WHAT TO PRODUCE — Format the records below as a Markdown table with columns "Row" and "Line," covering only the lines from the one containing "of the dead" through the end of the records, inclusive. Number each line in the "Row" column and omit blank lines.

Items from a dataset —
##############################

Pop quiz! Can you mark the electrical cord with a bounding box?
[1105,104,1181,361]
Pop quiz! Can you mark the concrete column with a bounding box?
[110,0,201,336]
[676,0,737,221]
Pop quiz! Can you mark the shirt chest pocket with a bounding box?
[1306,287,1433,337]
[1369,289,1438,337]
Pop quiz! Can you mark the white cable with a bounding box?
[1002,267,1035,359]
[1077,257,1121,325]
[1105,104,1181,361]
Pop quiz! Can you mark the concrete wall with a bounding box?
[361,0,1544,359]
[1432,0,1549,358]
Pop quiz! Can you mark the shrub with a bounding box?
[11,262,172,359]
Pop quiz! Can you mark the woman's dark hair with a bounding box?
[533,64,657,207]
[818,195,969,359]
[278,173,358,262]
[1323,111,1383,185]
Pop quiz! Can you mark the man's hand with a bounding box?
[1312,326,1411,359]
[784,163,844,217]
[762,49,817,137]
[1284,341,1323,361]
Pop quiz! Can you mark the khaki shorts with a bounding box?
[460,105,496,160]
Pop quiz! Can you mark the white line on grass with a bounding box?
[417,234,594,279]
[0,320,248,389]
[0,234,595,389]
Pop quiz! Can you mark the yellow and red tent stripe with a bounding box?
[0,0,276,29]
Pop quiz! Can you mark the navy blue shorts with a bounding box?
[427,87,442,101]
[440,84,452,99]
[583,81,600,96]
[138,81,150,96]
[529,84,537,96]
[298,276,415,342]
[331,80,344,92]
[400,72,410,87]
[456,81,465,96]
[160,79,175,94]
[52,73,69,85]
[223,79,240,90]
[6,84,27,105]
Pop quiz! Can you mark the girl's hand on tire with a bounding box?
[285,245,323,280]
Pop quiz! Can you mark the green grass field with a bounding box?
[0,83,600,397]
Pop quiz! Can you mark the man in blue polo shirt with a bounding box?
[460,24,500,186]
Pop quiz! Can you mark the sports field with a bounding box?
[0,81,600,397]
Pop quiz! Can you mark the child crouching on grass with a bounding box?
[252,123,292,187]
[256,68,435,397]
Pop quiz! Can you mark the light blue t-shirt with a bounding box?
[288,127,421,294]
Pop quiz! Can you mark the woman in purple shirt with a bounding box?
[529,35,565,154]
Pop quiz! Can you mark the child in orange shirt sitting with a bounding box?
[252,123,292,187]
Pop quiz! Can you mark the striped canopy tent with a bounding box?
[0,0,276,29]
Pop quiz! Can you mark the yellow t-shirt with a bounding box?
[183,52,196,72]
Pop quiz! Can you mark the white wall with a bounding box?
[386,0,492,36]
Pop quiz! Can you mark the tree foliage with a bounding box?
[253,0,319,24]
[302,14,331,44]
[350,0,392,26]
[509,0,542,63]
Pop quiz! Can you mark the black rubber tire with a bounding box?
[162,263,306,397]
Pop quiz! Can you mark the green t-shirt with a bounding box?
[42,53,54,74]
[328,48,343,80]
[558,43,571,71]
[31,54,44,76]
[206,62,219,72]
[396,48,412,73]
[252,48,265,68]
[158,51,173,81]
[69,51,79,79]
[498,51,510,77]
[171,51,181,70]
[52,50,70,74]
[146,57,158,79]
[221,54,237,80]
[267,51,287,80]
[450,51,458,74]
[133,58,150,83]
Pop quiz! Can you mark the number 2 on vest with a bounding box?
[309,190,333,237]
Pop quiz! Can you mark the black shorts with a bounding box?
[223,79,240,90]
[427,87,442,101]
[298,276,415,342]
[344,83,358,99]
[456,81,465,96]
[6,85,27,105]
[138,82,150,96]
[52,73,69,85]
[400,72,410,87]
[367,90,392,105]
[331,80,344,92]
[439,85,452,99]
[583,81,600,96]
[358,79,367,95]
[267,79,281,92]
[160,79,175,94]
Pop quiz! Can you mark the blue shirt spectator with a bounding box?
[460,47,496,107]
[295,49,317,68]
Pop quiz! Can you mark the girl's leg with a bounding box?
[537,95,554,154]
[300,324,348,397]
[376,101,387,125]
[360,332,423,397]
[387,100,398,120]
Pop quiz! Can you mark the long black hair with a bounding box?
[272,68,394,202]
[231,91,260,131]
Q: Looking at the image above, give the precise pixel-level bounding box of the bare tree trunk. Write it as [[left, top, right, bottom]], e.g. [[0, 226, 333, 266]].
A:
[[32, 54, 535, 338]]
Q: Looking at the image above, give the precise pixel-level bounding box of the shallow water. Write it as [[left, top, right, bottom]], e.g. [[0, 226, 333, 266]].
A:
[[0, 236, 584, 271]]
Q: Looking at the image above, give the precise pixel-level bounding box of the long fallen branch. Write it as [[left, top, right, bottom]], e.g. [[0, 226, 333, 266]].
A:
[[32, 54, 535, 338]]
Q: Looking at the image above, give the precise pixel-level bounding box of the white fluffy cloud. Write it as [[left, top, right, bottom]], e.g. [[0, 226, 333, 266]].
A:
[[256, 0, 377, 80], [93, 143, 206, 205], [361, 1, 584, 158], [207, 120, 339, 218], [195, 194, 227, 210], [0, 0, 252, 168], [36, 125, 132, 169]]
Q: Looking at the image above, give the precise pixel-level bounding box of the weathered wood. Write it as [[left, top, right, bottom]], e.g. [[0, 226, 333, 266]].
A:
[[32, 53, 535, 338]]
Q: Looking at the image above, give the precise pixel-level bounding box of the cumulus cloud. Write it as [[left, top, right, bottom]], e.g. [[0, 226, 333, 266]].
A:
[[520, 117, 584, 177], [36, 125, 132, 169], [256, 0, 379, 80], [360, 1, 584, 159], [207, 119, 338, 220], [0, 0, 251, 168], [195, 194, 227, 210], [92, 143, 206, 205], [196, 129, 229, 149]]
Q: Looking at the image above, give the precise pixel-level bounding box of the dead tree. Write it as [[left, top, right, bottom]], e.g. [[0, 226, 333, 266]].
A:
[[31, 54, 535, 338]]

##############################

OUTPUT OF THE EXERCISE —
| Row | Line |
|---|---|
| 1 | Q: Looking at the image above, give the precise pixel-level bounding box of the dead tree. Write it as [[left, top, right, bottom]], e.g. [[0, 226, 333, 266]]. |
| 2 | A: |
| 3 | [[31, 54, 535, 338]] |